--- PROBLEM REQUIREMENTS ---
The part below that opens with the line containing "example = [(649, 197)]" and closes with the line containing "example = [(196, 70)]" should be copied exactly, minus any pictures.

*** Opening LISTED ENTRIES ***

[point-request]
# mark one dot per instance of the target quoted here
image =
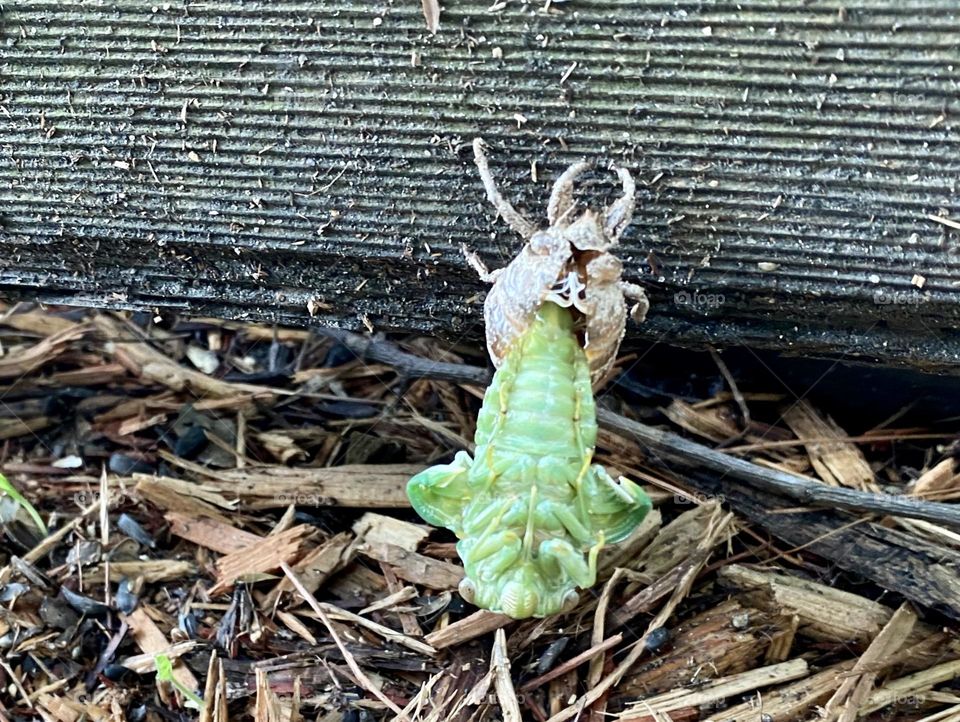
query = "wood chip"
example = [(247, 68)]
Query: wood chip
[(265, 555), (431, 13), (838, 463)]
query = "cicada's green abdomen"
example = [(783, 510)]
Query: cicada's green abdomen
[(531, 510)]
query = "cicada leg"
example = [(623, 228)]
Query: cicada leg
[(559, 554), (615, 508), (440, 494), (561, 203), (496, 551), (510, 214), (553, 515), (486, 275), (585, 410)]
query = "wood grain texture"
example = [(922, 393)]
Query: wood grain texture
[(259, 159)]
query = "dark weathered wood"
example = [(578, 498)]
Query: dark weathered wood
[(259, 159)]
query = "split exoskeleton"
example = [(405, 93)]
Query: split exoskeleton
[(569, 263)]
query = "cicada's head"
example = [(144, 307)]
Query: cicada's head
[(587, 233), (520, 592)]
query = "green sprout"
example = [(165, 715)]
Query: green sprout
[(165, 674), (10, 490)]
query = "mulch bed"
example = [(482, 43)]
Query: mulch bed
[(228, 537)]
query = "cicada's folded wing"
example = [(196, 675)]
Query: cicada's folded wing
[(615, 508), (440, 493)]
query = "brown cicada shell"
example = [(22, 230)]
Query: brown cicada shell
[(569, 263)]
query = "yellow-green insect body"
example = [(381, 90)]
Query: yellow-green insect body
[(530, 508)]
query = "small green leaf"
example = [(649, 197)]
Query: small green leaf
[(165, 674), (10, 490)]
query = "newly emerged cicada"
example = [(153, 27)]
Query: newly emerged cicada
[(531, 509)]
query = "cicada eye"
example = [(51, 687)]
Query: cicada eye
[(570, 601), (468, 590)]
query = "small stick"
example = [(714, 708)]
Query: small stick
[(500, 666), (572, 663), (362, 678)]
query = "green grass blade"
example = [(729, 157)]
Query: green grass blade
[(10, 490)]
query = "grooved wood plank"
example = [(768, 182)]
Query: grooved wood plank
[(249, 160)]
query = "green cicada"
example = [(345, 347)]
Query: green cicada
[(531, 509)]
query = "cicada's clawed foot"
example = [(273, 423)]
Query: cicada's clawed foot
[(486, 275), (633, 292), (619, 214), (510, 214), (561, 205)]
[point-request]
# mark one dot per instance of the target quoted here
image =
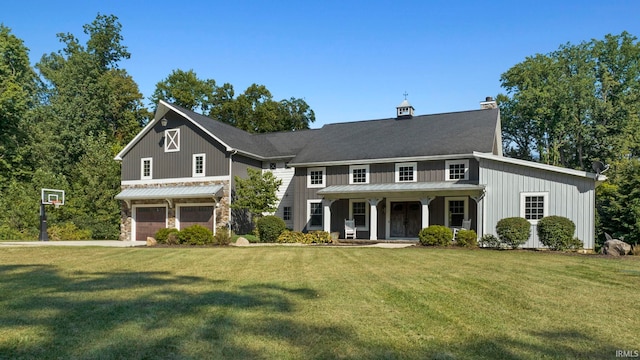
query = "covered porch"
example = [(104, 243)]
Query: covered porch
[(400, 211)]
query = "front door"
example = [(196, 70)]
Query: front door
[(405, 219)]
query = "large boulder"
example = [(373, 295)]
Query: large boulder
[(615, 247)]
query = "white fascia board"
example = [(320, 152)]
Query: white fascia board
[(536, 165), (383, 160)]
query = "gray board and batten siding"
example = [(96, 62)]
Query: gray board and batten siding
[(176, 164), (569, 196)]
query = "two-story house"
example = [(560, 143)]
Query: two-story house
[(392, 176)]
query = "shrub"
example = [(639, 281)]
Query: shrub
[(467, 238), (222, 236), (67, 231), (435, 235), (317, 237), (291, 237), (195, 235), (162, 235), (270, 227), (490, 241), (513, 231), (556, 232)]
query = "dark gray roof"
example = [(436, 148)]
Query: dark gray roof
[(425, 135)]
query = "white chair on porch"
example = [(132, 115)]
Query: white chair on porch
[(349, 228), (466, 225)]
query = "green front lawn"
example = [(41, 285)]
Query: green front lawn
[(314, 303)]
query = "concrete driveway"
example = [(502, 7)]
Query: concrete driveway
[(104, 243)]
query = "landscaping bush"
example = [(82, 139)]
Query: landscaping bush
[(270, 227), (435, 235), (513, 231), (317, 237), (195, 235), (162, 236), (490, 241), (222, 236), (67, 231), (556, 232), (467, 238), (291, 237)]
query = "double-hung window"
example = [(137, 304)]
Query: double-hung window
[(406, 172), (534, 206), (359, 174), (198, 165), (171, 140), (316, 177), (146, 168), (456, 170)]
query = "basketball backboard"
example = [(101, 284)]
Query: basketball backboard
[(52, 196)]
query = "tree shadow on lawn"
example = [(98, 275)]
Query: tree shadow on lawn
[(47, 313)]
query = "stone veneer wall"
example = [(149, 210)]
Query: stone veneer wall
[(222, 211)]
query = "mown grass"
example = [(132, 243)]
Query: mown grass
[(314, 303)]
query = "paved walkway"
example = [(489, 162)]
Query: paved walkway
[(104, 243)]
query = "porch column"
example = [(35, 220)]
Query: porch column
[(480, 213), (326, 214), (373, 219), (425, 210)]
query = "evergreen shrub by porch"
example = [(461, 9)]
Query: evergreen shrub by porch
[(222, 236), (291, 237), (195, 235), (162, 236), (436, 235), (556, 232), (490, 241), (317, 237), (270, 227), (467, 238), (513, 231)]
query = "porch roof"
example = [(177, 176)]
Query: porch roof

*** Closing LISTED ENTRIES ***
*** Opening LISTED ENTRIES ***

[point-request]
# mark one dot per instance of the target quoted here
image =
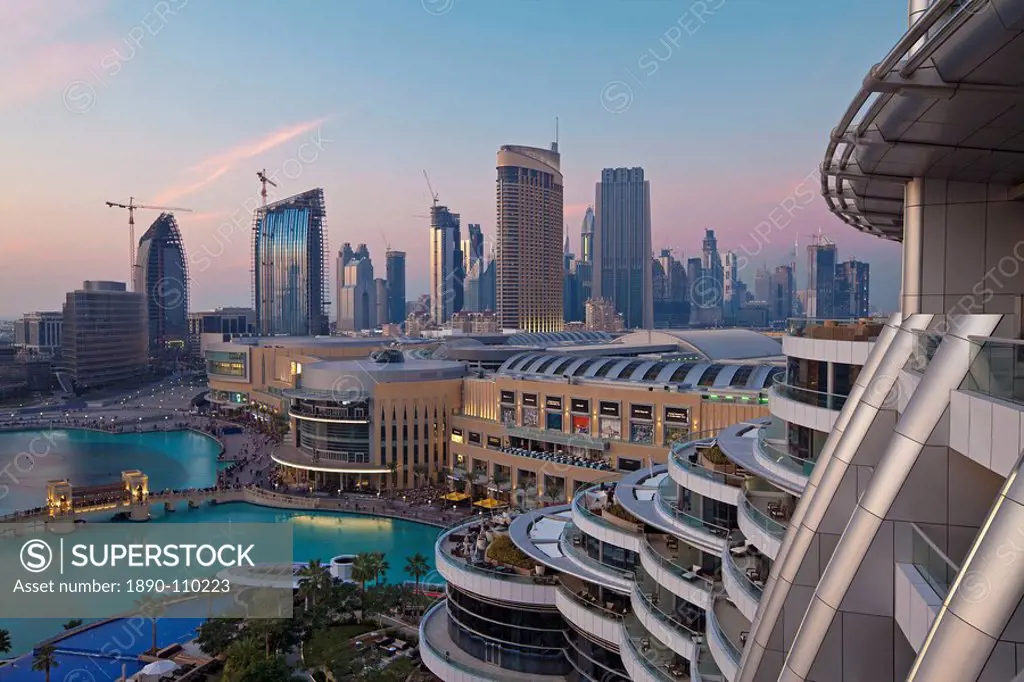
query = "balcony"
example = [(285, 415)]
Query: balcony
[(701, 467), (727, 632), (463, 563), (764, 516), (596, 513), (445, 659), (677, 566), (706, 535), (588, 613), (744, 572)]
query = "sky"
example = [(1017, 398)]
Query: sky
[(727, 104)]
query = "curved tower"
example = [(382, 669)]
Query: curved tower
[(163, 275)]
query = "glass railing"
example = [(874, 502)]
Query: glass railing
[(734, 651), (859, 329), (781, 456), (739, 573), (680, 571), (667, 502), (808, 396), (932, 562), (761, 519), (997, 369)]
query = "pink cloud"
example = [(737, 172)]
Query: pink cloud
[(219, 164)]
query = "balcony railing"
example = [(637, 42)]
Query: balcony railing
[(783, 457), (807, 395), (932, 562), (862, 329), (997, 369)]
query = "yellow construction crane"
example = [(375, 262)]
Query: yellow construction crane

*** Closing LISTED ENTRIES ***

--- RESPONSE TO THE EXERCISE ---
example = [(649, 197)]
Query: small green leaf
[(165, 674), (10, 490)]
query = "newly emerged cicada"
example = [(153, 27)]
Query: newly emerged cicada
[(531, 509)]
query = "cicada eye"
example = [(51, 687)]
Query: cicada eye
[(570, 601), (468, 590)]
query = "small stick"
example = [(714, 708)]
Query: small stick
[(500, 666), (572, 663), (362, 678)]
query = "green grass blade"
example = [(729, 157)]
Query: green grass blade
[(10, 490)]
query = "grooved wood plank"
example = [(768, 182)]
Query: grooved wood plank
[(249, 160)]
query = "green cicada"
example = [(345, 347)]
Query: green cicada
[(531, 509)]
query = "cicada's clawed foot"
example = [(273, 423)]
Query: cicada's clawed foot
[(486, 275), (633, 292), (619, 214), (510, 214), (561, 205)]
[point-request]
# mark one dot per instance of the target quoted here
image =
query = "covered porch"
example = [(104, 243)]
Query: covered porch
[(400, 211)]
query = "front door"
example = [(196, 70)]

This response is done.